[Records from a data source]
^^^^

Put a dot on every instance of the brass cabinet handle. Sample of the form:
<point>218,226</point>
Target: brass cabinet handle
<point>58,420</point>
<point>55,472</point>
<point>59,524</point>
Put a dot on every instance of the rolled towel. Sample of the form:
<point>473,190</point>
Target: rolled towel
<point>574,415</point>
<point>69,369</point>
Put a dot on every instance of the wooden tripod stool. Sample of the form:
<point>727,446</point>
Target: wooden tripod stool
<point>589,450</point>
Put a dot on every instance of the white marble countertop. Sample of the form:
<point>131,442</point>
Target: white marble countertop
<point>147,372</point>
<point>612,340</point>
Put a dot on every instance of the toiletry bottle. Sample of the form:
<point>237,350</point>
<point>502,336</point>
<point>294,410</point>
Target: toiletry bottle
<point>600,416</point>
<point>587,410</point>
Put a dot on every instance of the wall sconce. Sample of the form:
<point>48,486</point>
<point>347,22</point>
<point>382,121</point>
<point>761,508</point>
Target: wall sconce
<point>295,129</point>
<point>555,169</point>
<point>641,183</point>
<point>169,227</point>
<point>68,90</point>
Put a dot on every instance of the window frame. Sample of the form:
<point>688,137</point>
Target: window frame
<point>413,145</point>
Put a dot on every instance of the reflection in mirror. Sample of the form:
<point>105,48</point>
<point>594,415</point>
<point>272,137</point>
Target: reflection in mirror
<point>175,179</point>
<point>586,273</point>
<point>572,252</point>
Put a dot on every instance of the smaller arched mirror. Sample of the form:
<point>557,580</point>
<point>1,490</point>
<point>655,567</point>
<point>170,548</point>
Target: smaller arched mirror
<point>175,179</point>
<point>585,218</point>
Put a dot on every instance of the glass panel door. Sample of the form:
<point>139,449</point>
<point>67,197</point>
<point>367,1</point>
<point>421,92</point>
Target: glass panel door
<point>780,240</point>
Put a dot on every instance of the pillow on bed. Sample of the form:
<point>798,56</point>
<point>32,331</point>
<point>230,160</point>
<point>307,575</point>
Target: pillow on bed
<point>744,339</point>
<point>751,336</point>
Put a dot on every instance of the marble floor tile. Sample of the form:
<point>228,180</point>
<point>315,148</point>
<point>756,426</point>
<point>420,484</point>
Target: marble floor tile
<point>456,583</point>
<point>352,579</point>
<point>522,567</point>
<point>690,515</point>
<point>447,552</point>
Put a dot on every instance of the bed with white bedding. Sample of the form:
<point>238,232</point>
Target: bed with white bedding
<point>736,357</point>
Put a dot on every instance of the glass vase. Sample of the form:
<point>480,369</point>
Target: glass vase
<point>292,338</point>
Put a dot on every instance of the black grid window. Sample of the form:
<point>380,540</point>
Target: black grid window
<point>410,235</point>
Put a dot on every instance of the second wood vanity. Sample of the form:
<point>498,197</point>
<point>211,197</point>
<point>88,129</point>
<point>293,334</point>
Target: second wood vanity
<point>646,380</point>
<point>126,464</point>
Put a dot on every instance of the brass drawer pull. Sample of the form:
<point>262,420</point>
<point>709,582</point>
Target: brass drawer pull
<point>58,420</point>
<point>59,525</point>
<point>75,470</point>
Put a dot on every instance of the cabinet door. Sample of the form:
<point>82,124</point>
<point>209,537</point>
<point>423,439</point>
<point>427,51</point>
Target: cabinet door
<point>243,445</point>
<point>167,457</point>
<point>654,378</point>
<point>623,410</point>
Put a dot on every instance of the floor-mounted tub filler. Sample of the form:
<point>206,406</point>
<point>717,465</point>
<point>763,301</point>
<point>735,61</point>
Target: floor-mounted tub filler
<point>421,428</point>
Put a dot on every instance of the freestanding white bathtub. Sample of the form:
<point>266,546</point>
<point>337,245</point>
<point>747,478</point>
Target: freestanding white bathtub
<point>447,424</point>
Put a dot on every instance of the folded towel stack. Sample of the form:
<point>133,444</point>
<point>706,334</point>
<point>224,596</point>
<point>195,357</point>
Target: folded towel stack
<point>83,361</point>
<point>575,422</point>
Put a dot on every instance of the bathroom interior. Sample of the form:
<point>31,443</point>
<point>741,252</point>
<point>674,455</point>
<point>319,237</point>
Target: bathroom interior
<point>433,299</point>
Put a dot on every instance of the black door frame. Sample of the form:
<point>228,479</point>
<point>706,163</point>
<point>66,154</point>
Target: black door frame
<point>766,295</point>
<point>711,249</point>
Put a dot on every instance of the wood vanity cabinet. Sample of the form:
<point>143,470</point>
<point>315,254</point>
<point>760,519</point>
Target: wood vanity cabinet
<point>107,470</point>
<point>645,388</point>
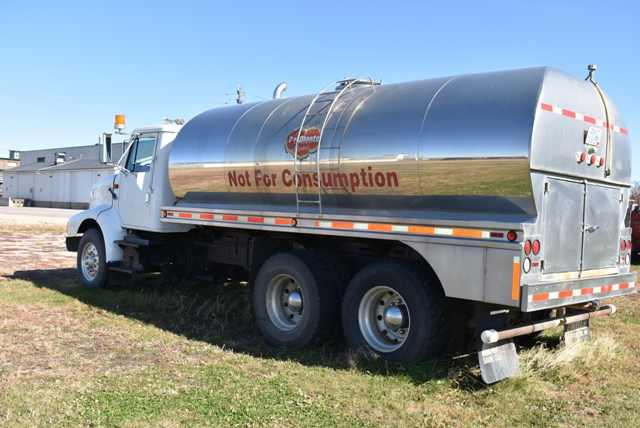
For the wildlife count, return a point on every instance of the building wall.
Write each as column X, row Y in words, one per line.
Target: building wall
column 59, row 189
column 94, row 152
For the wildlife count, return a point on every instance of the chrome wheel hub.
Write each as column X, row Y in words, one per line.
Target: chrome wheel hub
column 90, row 261
column 384, row 319
column 285, row 302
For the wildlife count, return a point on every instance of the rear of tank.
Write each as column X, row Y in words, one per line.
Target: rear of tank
column 578, row 249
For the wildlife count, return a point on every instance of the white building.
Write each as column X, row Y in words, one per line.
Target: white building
column 60, row 177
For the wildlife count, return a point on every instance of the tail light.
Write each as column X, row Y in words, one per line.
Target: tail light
column 535, row 247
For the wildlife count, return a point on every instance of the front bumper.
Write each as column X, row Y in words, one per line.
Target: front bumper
column 549, row 295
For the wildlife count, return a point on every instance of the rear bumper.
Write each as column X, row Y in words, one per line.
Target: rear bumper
column 562, row 293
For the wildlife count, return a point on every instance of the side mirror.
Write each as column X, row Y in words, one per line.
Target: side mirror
column 122, row 169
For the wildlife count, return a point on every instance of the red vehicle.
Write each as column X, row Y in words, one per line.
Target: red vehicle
column 635, row 230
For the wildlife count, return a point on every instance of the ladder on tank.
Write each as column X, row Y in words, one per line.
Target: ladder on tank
column 324, row 100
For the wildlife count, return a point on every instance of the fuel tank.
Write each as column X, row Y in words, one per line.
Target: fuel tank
column 461, row 147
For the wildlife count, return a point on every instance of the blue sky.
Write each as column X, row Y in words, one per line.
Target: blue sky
column 66, row 67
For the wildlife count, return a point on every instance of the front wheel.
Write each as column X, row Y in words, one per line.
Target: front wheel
column 390, row 310
column 91, row 260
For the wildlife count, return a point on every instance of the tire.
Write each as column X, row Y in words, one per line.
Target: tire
column 390, row 310
column 275, row 304
column 94, row 272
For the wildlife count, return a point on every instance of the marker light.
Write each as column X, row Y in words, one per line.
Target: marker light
column 535, row 247
column 119, row 122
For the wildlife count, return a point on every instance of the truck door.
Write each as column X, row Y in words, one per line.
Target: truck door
column 134, row 184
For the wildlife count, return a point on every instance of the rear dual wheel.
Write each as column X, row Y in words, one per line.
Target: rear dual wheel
column 295, row 299
column 389, row 310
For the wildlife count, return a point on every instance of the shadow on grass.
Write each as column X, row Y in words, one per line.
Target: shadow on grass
column 219, row 313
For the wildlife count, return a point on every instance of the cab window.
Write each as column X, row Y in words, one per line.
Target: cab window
column 141, row 153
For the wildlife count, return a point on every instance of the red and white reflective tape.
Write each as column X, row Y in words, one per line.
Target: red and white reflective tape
column 435, row 231
column 587, row 291
column 411, row 229
column 582, row 117
column 232, row 218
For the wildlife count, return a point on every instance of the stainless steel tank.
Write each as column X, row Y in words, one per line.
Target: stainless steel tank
column 463, row 147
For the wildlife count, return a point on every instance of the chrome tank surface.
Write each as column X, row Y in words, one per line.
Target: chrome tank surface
column 455, row 148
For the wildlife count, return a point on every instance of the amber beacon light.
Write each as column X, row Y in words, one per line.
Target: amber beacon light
column 119, row 122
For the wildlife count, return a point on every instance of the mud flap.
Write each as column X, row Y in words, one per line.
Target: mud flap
column 498, row 361
column 576, row 332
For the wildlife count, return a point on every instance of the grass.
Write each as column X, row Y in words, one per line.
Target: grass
column 152, row 354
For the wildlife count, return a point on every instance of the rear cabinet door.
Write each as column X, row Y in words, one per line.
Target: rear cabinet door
column 602, row 228
column 563, row 211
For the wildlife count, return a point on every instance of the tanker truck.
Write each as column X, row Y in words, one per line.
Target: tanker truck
column 481, row 207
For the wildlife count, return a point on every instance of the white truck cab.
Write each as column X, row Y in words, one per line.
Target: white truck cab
column 130, row 198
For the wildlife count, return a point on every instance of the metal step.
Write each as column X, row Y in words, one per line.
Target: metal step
column 124, row 269
column 132, row 241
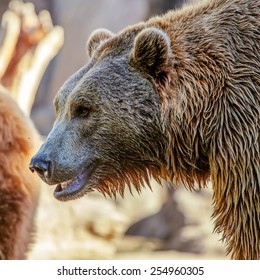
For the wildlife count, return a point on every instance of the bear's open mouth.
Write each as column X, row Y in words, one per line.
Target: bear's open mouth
column 74, row 188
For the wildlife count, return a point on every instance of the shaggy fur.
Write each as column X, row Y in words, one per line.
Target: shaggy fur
column 177, row 98
column 18, row 188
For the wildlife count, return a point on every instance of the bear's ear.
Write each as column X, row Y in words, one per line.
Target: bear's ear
column 151, row 51
column 95, row 39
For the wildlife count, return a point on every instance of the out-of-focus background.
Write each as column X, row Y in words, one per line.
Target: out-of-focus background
column 166, row 223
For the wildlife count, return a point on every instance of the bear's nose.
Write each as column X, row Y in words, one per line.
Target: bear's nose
column 41, row 166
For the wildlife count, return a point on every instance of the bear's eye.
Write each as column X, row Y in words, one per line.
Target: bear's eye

^^^^

# Goal
Can you rewrite the lines from the one containing "Put a dot on every instance of the bed" through the one containing "<point>433,299</point>", changing "white bathtub" to "soaking tub" and keeping everything else the same?

# Task answer
Put a dot on every instance of the bed with white bedding. Sample of the form:
<point>238,232</point>
Target: bed with white bedding
<point>736,357</point>
Put a dot on every instance of the glass vase. Sample of the form:
<point>480,369</point>
Target: glass vase
<point>292,338</point>
Put a dot on every instance of the black grid window. Sample of the form:
<point>380,540</point>
Target: black grid window
<point>410,235</point>
Put a dot on every instance of the second wood vanity. Sample of the form:
<point>498,197</point>
<point>211,197</point>
<point>88,129</point>
<point>293,334</point>
Target: second wood vanity
<point>646,380</point>
<point>126,464</point>
Put a dot on every instance of the brass drawer pull. Sample of the form:
<point>262,420</point>
<point>709,582</point>
Target: brass drawer pull
<point>58,420</point>
<point>59,525</point>
<point>75,470</point>
Put a dot on every instance of the cabinet door. Sample of the form:
<point>82,124</point>
<point>209,537</point>
<point>423,439</point>
<point>427,51</point>
Target: cabinet door
<point>243,445</point>
<point>167,457</point>
<point>654,378</point>
<point>623,410</point>
Put a dot on every instance of the floor-mounted tub filler. Sample of the form:
<point>206,406</point>
<point>717,465</point>
<point>763,301</point>
<point>735,61</point>
Target: floor-mounted tub filler
<point>421,428</point>
Put a dot on every instance of the freestanding soaking tub. Sample of the form:
<point>266,546</point>
<point>337,245</point>
<point>747,478</point>
Target: freestanding soaking tub
<point>447,424</point>
Put a dot on every instance of the folded towel stack. Sample of the form:
<point>133,444</point>
<point>706,334</point>
<point>224,596</point>
<point>195,357</point>
Target: folded towel stack
<point>83,361</point>
<point>575,422</point>
Put a dot on every instance of the bathroom interior. Sample of the form:
<point>31,443</point>
<point>741,252</point>
<point>674,455</point>
<point>319,237</point>
Target: bathroom interior
<point>433,299</point>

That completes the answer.